SUPPLIED RECORDS
+ + + + + + +

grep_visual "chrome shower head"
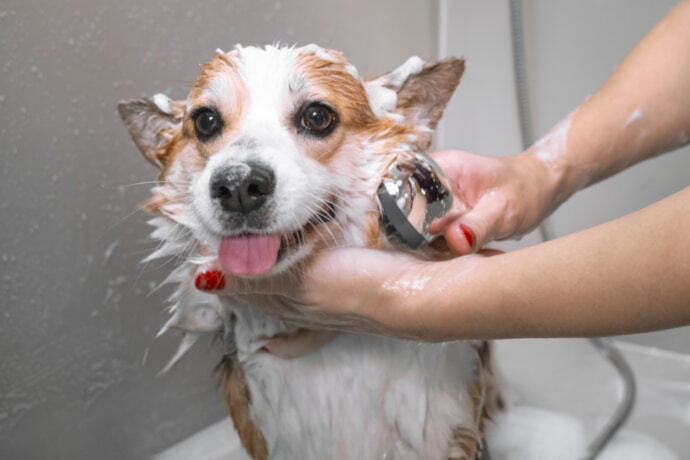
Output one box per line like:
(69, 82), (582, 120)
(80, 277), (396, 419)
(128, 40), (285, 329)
(377, 152), (453, 249)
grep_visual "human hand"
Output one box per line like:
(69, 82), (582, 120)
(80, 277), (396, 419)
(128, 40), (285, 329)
(197, 246), (499, 341)
(197, 248), (429, 338)
(429, 149), (562, 254)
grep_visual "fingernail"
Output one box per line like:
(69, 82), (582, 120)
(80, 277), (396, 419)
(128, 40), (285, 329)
(460, 225), (474, 248)
(195, 270), (226, 291)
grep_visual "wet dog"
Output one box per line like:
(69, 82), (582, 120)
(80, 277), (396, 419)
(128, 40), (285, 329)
(118, 44), (500, 460)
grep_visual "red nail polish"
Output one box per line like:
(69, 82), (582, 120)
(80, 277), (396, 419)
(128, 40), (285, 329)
(460, 225), (474, 248)
(195, 270), (226, 291)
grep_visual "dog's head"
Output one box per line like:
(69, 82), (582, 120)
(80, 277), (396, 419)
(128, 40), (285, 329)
(119, 44), (464, 279)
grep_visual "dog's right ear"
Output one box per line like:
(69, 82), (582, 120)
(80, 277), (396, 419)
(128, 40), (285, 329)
(365, 57), (465, 149)
(117, 94), (185, 169)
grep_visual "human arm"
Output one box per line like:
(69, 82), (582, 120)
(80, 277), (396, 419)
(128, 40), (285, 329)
(271, 186), (690, 341)
(434, 0), (690, 254)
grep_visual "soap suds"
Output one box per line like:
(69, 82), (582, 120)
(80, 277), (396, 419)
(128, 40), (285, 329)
(625, 108), (644, 126)
(487, 405), (680, 460)
(533, 107), (577, 166)
(388, 56), (425, 88)
(152, 93), (172, 114)
(381, 276), (431, 297)
(345, 63), (360, 80)
(301, 43), (337, 62)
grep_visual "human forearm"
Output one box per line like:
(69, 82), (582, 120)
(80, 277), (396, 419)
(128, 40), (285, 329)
(415, 187), (690, 341)
(537, 0), (690, 203)
(213, 187), (689, 341)
(432, 2), (690, 255)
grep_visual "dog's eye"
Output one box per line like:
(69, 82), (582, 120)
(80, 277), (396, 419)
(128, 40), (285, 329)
(192, 108), (223, 140)
(299, 102), (337, 137)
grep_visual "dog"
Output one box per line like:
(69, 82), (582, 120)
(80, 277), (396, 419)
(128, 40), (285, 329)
(118, 43), (501, 460)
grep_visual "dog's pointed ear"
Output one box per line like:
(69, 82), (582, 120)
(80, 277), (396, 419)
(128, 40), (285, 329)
(366, 56), (465, 145)
(117, 94), (185, 169)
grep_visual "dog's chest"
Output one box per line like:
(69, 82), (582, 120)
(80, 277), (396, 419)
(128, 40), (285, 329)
(235, 326), (480, 460)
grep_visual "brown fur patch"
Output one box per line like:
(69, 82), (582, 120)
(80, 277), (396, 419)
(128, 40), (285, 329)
(184, 51), (247, 161)
(140, 135), (206, 214)
(469, 342), (504, 450)
(448, 425), (480, 460)
(445, 341), (501, 460)
(363, 211), (384, 248)
(295, 50), (376, 129)
(223, 359), (269, 460)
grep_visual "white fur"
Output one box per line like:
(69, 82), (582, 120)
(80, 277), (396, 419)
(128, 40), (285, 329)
(232, 302), (480, 460)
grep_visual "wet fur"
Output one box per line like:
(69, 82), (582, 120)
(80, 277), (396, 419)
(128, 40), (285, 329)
(118, 44), (499, 460)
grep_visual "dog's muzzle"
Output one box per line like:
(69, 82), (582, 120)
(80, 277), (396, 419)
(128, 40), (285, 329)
(210, 161), (275, 214)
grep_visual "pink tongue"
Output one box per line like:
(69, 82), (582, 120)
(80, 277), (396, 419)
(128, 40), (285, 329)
(218, 235), (281, 276)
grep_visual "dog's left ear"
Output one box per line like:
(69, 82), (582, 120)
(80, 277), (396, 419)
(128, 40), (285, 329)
(366, 56), (465, 147)
(117, 94), (185, 169)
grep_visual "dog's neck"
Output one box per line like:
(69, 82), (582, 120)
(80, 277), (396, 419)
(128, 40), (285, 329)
(146, 214), (345, 367)
(229, 301), (338, 359)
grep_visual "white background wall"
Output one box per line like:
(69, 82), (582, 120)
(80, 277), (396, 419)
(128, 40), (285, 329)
(438, 0), (690, 353)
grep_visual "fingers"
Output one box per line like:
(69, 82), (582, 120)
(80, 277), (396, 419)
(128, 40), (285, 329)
(444, 193), (507, 254)
(194, 259), (226, 291)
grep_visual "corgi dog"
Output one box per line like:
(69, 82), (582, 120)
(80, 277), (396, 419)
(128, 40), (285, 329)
(118, 44), (501, 460)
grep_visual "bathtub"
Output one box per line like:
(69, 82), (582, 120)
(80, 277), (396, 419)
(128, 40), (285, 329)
(155, 338), (689, 459)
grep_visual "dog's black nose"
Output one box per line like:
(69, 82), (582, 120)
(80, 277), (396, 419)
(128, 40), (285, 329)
(210, 162), (275, 214)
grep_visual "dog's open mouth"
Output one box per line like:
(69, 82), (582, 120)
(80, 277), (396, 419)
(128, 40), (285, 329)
(217, 201), (337, 277)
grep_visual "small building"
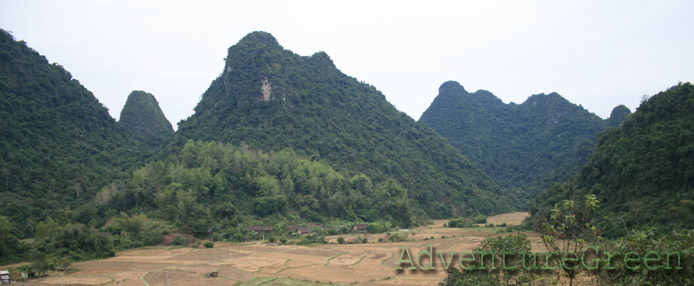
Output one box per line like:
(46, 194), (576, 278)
(297, 227), (313, 235)
(352, 224), (367, 233)
(288, 224), (300, 234)
(0, 270), (9, 284)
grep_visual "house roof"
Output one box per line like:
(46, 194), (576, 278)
(354, 224), (367, 230)
(288, 224), (300, 231)
(298, 227), (313, 233)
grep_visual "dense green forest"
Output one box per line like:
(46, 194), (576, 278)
(0, 30), (151, 238)
(119, 90), (173, 147)
(419, 81), (628, 202)
(113, 140), (415, 229)
(530, 83), (694, 238)
(1, 140), (417, 265)
(172, 32), (519, 218)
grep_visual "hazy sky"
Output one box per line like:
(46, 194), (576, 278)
(2, 0), (693, 128)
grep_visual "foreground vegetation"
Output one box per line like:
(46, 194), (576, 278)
(442, 194), (693, 286)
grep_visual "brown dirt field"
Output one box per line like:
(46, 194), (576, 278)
(283, 248), (343, 257)
(144, 270), (232, 286)
(216, 265), (254, 281)
(487, 211), (529, 226)
(105, 271), (148, 286)
(24, 212), (546, 286)
(37, 276), (112, 285)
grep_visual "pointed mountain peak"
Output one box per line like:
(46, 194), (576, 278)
(606, 104), (631, 126)
(524, 92), (571, 106)
(309, 51), (336, 69)
(236, 31), (282, 49)
(119, 90), (173, 146)
(439, 81), (467, 95)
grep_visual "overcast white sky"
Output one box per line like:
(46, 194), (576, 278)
(1, 0), (693, 128)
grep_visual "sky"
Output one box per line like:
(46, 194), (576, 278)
(1, 0), (693, 128)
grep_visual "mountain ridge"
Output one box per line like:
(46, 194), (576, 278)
(172, 32), (518, 217)
(419, 81), (620, 202)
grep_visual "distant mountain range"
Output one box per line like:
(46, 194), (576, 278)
(419, 81), (630, 202)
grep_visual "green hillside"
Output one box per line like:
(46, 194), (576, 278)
(0, 30), (146, 237)
(172, 32), (517, 217)
(530, 83), (694, 237)
(419, 81), (618, 202)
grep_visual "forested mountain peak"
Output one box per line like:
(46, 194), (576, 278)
(434, 81), (505, 110)
(0, 29), (147, 236)
(119, 90), (173, 147)
(237, 31), (281, 48)
(606, 104), (632, 126)
(420, 82), (608, 203)
(439, 80), (467, 94)
(175, 32), (517, 217)
(308, 51), (336, 69)
(521, 92), (574, 111)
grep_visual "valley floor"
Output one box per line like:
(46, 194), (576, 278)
(8, 212), (537, 286)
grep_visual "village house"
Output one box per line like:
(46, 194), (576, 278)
(288, 224), (300, 235)
(352, 223), (367, 233)
(0, 270), (9, 284)
(297, 227), (313, 235)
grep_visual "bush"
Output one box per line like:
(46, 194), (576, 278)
(473, 214), (487, 224)
(203, 241), (214, 248)
(337, 236), (345, 244)
(386, 233), (407, 242)
(448, 218), (473, 228)
(173, 236), (192, 246)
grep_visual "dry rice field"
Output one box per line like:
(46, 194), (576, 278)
(13, 212), (536, 286)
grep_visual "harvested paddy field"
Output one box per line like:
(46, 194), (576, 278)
(14, 212), (536, 286)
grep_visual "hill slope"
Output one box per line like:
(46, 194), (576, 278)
(419, 81), (614, 201)
(119, 90), (173, 147)
(173, 32), (516, 217)
(0, 30), (145, 236)
(531, 83), (694, 237)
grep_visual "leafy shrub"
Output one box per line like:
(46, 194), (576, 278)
(203, 241), (214, 248)
(473, 214), (487, 224)
(448, 218), (474, 228)
(173, 236), (192, 246)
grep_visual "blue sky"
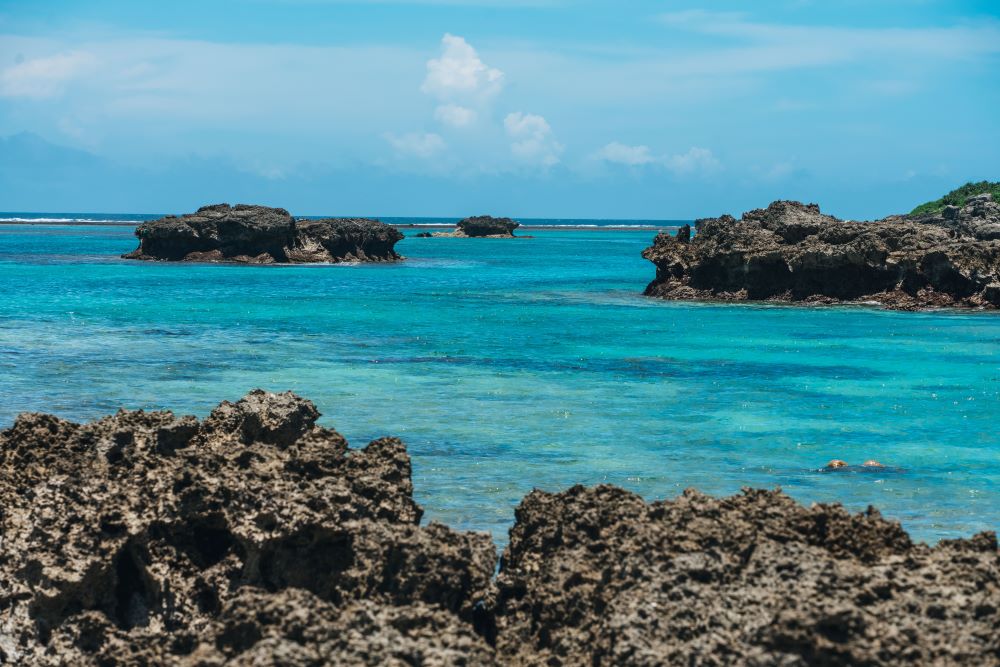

+ + + + + + +

REQUIRED ACTION
Check every line of the data for the word "peak". The response is the count alone.

FINAL ANSWER
2